What is asked »
Please report each line of the records below that contains the string "every", copying those lines in full. Case counts.

Part of a data file

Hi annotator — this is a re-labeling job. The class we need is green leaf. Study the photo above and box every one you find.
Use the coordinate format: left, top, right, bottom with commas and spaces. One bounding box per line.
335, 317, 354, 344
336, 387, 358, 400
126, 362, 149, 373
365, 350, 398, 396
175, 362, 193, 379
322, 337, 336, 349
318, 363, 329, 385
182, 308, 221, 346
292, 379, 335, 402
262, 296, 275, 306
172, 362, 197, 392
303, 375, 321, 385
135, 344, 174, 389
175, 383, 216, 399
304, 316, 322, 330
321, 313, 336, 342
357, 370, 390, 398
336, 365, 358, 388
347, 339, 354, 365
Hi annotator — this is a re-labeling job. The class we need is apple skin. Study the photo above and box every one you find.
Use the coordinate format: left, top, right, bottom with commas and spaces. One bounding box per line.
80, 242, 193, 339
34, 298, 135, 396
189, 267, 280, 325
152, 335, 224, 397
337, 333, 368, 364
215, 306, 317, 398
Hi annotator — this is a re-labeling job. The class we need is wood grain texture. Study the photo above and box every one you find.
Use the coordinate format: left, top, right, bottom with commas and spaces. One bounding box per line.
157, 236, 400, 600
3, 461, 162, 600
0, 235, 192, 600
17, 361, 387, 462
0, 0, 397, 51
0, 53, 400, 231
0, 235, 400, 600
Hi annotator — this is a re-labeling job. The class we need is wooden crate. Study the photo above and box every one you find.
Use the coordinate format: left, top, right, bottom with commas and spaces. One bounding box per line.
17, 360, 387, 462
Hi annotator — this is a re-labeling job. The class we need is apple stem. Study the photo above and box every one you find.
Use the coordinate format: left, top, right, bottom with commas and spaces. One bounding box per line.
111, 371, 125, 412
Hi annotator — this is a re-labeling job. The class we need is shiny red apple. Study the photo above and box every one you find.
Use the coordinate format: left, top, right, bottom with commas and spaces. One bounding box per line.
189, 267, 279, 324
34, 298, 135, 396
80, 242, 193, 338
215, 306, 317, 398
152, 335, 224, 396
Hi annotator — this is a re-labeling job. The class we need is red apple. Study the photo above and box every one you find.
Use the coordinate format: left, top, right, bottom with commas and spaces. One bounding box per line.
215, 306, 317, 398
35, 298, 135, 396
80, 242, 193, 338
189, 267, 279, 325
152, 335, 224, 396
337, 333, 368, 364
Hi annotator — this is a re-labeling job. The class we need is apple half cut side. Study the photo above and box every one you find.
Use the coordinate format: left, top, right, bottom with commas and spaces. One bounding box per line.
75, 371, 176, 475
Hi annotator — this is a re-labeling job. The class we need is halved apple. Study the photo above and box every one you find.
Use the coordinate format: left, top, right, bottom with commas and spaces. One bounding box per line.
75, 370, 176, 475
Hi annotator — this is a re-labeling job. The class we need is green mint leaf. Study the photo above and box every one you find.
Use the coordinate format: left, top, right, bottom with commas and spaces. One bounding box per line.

Worked solution »
Hi annotator — this is a re-labeling job. The class we need is green leaf. Study the photo above and box every one you find.
Hi annotator — this is a re-labeling job. The class we need is apple skin. Study the photo above and box every one you find.
Hi annotator — this is a re-labeling job. The class we need is wood grain texture. Study the photo above and box every one you find.
Hi annotator — this is a re-labeling job. The class we need is wooden crate. Study the photo above and box every one you find.
Hi annotator — this is a re-labeling job. The class we need is apple stem. Study the photo above and box every one you find.
Hi annotator — this is a re-labeling job. The class we need is shiny red apple. Study the photo above and box every one you find.
Hi annotator — this is a re-labeling job. The class we need is red apple. Study the photo above and box every one you find.
Hi annotator — this is a re-labeling job. The class we need is apple half cut side. Study the photo above and box every one you find.
Hi annotator — this is a re-labeling job. The class we need is halved apple. Study the photo above and box every one you find.
Hi annotator — this is a re-labeling job. The class we need is green mint leaf. Study the photo above and box every one you find.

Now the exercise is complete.